▸ Required task:
How many lines in the material below contain the string "slope"? Reply with the number alone.

>> Start

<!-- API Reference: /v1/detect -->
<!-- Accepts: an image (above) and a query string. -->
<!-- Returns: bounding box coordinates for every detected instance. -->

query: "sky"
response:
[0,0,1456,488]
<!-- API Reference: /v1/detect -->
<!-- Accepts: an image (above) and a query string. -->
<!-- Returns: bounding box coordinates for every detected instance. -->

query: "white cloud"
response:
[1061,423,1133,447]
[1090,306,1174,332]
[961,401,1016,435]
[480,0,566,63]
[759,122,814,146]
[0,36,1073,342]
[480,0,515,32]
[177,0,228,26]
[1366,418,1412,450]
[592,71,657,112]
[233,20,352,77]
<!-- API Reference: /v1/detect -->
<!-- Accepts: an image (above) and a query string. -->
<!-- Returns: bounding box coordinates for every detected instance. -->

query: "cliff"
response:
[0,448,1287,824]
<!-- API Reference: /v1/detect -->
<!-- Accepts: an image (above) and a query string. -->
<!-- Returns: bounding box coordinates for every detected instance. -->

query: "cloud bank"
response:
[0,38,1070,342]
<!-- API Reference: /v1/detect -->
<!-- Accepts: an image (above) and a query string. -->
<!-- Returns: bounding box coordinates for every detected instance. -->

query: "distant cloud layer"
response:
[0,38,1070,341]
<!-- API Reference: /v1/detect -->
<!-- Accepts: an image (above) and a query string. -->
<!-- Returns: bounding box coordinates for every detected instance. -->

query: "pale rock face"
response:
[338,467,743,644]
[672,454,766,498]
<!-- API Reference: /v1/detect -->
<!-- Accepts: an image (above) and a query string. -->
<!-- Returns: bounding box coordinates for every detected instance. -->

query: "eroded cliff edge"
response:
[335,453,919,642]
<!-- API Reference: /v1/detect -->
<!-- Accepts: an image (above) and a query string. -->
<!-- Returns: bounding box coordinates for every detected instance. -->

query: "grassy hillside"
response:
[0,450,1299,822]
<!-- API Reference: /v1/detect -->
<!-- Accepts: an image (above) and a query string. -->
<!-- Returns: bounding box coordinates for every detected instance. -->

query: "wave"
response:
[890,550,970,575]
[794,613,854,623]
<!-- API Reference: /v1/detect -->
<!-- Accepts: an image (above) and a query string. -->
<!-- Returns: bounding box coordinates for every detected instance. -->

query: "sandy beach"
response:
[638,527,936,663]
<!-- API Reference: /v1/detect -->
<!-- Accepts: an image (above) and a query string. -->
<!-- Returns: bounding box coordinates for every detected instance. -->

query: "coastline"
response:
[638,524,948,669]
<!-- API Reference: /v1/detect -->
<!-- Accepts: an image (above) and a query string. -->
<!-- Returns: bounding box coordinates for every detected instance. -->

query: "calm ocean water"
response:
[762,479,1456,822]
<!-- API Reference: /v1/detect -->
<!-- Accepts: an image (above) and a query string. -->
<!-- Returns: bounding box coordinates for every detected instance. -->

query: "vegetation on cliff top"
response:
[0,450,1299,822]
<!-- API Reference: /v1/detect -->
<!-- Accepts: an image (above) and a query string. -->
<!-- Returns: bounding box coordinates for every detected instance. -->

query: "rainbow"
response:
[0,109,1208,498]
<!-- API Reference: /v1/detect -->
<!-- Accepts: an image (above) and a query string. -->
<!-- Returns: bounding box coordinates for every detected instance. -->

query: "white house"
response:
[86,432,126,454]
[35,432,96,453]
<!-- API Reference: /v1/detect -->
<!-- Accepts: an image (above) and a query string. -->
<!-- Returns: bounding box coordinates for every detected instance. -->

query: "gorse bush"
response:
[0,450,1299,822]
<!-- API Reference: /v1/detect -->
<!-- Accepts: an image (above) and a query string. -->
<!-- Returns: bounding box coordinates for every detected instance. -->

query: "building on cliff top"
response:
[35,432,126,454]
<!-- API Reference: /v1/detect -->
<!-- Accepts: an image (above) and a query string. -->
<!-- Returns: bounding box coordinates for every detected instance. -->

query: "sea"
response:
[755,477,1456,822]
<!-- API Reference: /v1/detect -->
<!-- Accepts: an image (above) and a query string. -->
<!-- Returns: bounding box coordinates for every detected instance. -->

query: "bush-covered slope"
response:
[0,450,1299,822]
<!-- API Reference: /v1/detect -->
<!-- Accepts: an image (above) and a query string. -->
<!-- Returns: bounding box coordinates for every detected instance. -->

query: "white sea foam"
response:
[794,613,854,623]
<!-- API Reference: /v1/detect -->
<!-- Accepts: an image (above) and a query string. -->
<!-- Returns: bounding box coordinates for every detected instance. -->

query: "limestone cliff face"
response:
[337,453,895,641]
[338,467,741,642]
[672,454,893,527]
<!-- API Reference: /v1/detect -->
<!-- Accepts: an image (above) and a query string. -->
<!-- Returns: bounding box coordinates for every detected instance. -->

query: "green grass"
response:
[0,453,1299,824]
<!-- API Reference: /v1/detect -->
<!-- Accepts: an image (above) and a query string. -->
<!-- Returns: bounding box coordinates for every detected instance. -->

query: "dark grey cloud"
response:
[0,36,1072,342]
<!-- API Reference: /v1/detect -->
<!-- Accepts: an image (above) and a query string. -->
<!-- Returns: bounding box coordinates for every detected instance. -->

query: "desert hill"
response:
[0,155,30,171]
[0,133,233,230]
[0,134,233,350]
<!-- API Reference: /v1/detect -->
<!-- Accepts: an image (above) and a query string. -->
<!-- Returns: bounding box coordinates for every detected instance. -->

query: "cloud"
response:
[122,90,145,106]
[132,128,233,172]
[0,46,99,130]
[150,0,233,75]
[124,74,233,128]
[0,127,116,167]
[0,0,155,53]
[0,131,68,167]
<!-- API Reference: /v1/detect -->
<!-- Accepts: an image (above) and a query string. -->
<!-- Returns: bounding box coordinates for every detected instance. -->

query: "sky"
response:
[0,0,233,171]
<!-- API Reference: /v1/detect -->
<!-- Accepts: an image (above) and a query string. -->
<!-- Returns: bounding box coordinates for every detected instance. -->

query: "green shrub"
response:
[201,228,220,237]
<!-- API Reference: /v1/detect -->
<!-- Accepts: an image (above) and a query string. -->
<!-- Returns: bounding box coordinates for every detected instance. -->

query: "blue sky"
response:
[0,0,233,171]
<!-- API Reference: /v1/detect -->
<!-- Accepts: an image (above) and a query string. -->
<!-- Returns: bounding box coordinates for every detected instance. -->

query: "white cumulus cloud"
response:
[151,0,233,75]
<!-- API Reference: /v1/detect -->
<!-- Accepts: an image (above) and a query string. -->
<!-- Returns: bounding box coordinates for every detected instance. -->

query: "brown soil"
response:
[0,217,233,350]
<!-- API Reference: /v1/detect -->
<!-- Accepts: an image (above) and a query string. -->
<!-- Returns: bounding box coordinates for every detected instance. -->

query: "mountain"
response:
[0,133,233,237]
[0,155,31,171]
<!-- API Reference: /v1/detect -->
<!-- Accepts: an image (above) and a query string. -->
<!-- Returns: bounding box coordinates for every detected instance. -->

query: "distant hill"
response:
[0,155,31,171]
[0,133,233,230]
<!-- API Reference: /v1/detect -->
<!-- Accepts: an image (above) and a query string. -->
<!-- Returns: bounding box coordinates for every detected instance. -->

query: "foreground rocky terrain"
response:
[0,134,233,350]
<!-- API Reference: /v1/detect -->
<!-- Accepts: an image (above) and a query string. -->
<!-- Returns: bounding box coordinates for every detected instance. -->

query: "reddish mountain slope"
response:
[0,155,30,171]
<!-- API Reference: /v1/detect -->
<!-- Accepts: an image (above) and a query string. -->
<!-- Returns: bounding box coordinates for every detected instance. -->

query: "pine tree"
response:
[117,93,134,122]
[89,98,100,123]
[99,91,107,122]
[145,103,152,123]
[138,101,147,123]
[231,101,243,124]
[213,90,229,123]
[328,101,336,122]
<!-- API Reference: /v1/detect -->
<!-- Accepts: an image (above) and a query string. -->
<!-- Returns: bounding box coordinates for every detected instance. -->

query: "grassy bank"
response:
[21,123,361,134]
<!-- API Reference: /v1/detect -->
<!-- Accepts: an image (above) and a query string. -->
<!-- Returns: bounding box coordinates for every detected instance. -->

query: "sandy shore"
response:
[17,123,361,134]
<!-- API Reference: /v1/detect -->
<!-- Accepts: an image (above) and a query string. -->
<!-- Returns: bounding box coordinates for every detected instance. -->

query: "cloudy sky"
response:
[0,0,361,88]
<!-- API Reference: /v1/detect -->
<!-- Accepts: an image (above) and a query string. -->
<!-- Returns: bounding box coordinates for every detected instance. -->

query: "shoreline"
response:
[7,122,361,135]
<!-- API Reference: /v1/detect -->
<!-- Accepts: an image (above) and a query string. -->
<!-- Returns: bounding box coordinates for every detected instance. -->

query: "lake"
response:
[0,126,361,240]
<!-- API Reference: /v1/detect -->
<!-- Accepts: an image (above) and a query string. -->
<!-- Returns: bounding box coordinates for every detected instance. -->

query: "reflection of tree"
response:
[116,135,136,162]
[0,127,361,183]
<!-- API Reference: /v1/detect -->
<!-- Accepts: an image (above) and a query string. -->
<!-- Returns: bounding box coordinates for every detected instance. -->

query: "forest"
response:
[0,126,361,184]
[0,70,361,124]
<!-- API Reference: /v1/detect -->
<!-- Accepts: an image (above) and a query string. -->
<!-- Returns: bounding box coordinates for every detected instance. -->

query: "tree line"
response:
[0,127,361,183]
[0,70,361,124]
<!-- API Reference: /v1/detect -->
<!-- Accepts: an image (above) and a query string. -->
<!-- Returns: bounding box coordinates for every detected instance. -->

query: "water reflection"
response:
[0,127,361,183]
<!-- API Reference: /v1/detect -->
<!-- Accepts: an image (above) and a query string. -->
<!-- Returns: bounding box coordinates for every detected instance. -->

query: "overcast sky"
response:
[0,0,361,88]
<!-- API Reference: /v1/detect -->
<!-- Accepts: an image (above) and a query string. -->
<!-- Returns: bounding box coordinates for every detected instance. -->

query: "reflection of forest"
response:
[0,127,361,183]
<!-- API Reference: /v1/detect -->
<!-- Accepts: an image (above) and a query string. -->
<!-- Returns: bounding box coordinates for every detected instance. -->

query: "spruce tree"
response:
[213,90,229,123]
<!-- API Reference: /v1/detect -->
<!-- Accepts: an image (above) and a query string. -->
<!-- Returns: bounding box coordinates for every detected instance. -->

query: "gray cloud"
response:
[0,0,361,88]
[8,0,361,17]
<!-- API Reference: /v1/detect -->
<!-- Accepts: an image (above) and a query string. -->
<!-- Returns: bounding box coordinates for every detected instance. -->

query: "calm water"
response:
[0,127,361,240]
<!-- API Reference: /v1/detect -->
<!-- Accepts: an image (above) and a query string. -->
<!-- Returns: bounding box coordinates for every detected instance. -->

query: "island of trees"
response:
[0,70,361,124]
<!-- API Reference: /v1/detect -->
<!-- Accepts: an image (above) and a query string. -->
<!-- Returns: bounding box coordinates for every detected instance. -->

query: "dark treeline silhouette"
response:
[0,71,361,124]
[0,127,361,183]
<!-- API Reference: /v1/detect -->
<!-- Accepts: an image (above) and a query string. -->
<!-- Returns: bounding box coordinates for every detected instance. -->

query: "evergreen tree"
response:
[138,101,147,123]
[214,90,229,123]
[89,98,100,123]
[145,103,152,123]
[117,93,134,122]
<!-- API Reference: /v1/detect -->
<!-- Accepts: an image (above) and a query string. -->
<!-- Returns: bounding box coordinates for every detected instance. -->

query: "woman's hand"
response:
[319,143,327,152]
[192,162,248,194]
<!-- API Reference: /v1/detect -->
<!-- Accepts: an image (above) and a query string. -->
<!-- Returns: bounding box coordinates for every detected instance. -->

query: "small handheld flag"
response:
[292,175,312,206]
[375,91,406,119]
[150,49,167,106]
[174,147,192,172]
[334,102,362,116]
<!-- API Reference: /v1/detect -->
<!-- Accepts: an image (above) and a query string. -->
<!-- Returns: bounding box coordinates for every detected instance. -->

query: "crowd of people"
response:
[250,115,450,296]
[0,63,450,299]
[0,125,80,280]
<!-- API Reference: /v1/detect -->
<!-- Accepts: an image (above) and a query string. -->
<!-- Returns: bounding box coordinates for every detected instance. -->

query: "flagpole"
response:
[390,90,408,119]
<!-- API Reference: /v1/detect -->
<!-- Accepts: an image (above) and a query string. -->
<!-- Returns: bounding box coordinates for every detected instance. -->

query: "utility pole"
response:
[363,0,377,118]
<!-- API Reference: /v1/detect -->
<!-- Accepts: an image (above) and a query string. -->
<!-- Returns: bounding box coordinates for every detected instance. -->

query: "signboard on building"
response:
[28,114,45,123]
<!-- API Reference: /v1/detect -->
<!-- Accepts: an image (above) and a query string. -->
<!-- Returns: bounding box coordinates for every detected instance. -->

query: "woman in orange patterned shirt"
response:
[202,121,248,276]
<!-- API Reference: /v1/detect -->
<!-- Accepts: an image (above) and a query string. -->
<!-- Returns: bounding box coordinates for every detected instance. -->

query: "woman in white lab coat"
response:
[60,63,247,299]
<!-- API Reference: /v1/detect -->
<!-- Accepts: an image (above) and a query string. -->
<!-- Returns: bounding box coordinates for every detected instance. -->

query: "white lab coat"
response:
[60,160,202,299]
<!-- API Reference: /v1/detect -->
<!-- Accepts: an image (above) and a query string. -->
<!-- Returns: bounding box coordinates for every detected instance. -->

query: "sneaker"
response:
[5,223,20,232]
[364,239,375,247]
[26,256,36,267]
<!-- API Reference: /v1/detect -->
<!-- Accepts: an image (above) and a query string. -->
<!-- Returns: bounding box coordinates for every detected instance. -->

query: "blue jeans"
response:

>> End

▸ The result:
2